▶ WHAT TO WORK ON
Pull every line that holds the word "waterfall" from the entries.

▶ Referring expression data
______

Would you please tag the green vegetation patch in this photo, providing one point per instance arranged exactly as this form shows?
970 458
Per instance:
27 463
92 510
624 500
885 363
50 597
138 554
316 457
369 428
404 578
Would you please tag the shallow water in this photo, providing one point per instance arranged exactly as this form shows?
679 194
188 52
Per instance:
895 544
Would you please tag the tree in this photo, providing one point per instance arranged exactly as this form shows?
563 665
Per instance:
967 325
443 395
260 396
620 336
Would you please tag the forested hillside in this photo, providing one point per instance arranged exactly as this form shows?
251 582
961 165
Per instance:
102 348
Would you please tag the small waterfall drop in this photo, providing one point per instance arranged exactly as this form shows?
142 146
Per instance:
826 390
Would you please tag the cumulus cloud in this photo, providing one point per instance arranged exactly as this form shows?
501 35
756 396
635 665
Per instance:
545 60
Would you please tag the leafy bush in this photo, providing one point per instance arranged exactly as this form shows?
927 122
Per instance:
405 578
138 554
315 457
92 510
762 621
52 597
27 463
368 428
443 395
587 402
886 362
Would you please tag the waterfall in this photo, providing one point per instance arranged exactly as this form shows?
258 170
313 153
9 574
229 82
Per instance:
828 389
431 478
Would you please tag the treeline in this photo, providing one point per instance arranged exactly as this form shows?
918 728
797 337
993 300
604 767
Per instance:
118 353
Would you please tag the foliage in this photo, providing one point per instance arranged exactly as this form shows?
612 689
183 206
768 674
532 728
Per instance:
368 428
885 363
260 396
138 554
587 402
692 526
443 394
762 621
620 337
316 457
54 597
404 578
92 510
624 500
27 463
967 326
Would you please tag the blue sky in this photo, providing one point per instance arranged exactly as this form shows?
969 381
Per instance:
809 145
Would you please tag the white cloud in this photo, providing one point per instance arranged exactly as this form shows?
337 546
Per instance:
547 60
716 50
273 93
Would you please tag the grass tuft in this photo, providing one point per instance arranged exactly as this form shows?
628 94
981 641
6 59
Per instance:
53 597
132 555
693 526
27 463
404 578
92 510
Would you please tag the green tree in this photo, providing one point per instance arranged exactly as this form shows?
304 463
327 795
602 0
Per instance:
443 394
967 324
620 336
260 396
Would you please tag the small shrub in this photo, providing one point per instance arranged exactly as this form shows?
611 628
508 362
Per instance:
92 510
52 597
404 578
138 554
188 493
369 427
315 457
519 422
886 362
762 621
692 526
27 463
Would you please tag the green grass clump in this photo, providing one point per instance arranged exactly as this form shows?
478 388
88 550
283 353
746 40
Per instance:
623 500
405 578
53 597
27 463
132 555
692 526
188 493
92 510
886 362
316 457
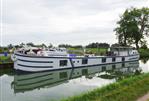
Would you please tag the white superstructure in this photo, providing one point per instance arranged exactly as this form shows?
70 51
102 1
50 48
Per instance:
34 59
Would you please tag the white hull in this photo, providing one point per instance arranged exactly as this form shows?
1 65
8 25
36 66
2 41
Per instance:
43 63
29 81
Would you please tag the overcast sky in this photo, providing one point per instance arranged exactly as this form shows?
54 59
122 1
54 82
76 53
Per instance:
62 21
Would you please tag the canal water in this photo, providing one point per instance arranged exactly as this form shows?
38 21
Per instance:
55 85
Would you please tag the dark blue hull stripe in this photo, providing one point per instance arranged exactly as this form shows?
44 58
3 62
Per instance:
35 77
35 61
53 69
24 55
35 66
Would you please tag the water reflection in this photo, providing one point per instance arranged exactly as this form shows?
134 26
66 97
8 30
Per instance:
24 82
144 60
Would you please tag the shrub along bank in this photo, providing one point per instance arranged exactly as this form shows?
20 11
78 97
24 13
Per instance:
128 89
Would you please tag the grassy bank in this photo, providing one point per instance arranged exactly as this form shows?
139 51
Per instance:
126 90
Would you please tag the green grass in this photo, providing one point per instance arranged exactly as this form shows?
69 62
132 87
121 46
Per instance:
128 89
144 53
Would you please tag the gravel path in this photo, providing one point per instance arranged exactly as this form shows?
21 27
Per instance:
144 98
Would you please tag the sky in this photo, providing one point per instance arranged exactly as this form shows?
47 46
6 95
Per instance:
62 21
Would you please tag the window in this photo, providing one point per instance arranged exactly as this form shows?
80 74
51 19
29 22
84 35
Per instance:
84 71
103 60
123 64
84 61
113 66
123 58
103 68
113 59
63 62
63 75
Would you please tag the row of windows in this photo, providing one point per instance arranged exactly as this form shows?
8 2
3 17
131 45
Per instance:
113 59
85 61
64 62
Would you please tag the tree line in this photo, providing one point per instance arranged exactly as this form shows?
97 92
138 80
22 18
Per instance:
133 27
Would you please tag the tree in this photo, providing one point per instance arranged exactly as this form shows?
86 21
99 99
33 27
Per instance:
133 26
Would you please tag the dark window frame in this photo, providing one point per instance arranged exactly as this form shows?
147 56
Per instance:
123 58
63 63
84 61
104 60
113 59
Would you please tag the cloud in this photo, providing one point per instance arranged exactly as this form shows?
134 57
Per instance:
62 21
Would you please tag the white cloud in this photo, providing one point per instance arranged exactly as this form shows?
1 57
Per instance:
63 21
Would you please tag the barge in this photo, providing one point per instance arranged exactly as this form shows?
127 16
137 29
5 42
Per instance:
36 60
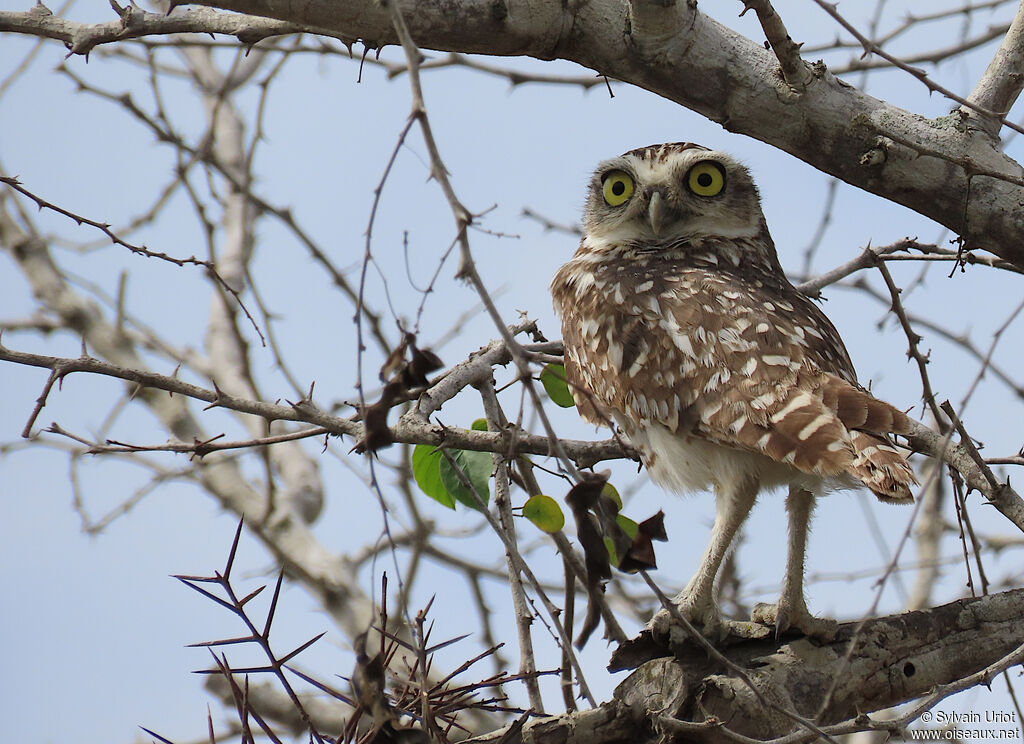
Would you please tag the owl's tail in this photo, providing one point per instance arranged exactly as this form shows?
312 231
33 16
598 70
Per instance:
882 468
877 463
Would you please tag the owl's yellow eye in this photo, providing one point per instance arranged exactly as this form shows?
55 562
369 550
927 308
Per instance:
617 187
706 179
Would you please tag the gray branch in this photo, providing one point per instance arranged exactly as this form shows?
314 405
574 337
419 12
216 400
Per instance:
945 169
928 654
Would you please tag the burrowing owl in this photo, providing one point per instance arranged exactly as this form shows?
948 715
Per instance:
681 327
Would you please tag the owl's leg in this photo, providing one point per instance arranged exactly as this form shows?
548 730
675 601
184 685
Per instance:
792 609
696 602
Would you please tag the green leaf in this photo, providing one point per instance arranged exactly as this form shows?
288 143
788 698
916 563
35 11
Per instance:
629 526
545 513
427 471
610 491
553 380
477 468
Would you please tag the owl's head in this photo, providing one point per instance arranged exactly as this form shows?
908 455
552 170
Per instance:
668 193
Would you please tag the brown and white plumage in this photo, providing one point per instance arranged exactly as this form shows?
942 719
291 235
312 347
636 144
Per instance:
681 327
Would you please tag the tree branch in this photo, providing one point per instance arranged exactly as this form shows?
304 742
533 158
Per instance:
135 23
1003 81
681 54
929 653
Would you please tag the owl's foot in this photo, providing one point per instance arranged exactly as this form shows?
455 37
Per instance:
785 616
701 613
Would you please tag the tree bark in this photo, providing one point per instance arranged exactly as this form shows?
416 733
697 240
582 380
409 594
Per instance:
948 169
891 660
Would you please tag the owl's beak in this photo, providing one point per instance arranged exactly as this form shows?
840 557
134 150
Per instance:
656 212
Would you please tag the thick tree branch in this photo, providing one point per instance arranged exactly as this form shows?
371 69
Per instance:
1003 81
928 654
135 23
942 169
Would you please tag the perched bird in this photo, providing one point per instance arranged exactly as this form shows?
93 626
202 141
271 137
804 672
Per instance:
681 327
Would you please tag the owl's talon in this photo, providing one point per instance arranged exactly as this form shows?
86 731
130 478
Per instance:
785 617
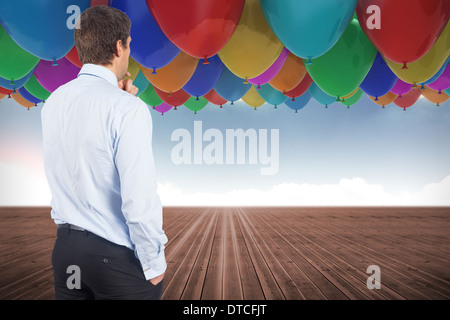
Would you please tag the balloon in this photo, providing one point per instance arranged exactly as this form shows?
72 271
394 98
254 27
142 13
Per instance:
434 95
290 75
204 77
354 98
141 83
308 28
42 27
149 46
426 67
320 96
28 96
5 83
272 71
73 57
380 78
15 63
301 88
342 69
173 76
174 99
271 95
150 97
51 77
230 87
252 98
408 99
299 103
200 28
6 92
35 88
22 101
213 97
196 104
388 98
408 28
443 82
162 108
253 48
400 88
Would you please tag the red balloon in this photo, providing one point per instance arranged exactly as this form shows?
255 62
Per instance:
173 99
408 99
201 28
403 30
73 57
213 97
300 88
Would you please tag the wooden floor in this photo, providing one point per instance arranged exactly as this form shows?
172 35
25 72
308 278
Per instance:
257 253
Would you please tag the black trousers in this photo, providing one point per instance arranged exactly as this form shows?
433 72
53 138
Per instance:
88 267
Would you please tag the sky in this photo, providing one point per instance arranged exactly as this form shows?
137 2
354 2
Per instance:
363 155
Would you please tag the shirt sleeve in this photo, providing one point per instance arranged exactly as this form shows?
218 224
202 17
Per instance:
141 205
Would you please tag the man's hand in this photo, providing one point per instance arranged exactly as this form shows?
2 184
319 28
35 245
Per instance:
127 85
157 280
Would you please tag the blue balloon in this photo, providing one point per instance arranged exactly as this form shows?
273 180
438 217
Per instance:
271 95
231 87
204 77
28 96
308 28
299 102
149 45
379 80
5 83
320 96
44 28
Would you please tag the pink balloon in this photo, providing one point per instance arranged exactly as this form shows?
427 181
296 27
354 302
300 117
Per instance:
51 77
272 71
163 107
401 87
443 82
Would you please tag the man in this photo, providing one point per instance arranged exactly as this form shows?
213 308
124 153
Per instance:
97 139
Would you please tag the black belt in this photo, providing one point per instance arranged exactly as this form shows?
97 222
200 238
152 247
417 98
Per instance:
70 226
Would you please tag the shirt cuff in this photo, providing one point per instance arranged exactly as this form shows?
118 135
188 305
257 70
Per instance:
156 267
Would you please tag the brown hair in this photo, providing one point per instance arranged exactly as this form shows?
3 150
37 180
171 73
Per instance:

______

▶ FINISHED TASK
Would you please tag the small waterfall drop in this photo, providing one point per instance arranged exactly as this form shows?
Would you please tag the waterfall in this photo, providing one point per instance arranged exactly as this form shows?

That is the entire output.